[Rows from a segmentation dataset]
>>>>

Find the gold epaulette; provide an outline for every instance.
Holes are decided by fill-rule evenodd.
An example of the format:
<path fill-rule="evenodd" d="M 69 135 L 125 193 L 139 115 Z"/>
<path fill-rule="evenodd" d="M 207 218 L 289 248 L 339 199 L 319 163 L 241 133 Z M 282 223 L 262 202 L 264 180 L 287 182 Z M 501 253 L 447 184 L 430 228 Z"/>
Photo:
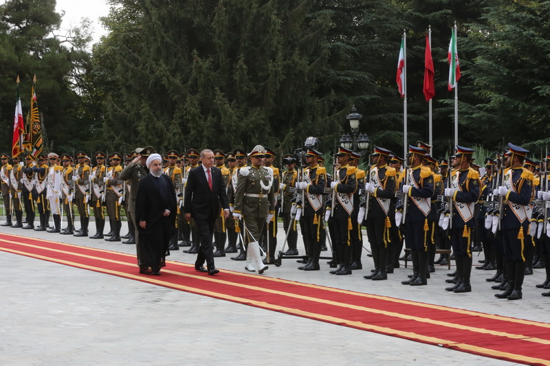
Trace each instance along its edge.
<path fill-rule="evenodd" d="M 472 179 L 479 179 L 479 172 L 473 168 L 468 168 L 468 175 L 466 178 Z"/>
<path fill-rule="evenodd" d="M 395 176 L 397 174 L 397 171 L 395 168 L 388 166 L 386 168 L 386 176 Z"/>
<path fill-rule="evenodd" d="M 535 176 L 533 174 L 533 172 L 527 169 L 525 169 L 525 168 L 522 169 L 523 169 L 523 172 L 521 173 L 520 178 L 527 179 L 527 181 L 532 181 L 534 179 Z"/>
<path fill-rule="evenodd" d="M 428 178 L 432 174 L 432 170 L 427 166 L 420 167 L 420 178 Z"/>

<<<<

**Objective:** Reproduce the records word for word, starting at the beginning and ending with the line that contains "535 176 L 533". Omit the pictures.

**Answer below:**
Find the gold epaulette; provide an outline for every instance.
Holes are decided by fill-rule evenodd.
An example of the format:
<path fill-rule="evenodd" d="M 69 135 L 125 193 L 139 115 Z"/>
<path fill-rule="evenodd" d="M 207 218 L 289 248 L 339 199 L 319 163 L 241 133 Z M 282 223 L 262 202 L 264 180 L 287 182 Z M 501 253 L 447 184 L 430 228 Z"/>
Photo:
Trace each instance along its edge.
<path fill-rule="evenodd" d="M 472 179 L 479 179 L 479 172 L 473 168 L 468 168 L 468 175 L 466 178 Z"/>
<path fill-rule="evenodd" d="M 395 176 L 397 174 L 397 171 L 395 168 L 388 166 L 386 168 L 386 176 Z"/>
<path fill-rule="evenodd" d="M 535 176 L 533 174 L 533 172 L 527 169 L 525 169 L 525 168 L 522 169 L 523 169 L 523 172 L 521 173 L 520 178 L 527 179 L 527 181 L 532 181 L 534 179 Z"/>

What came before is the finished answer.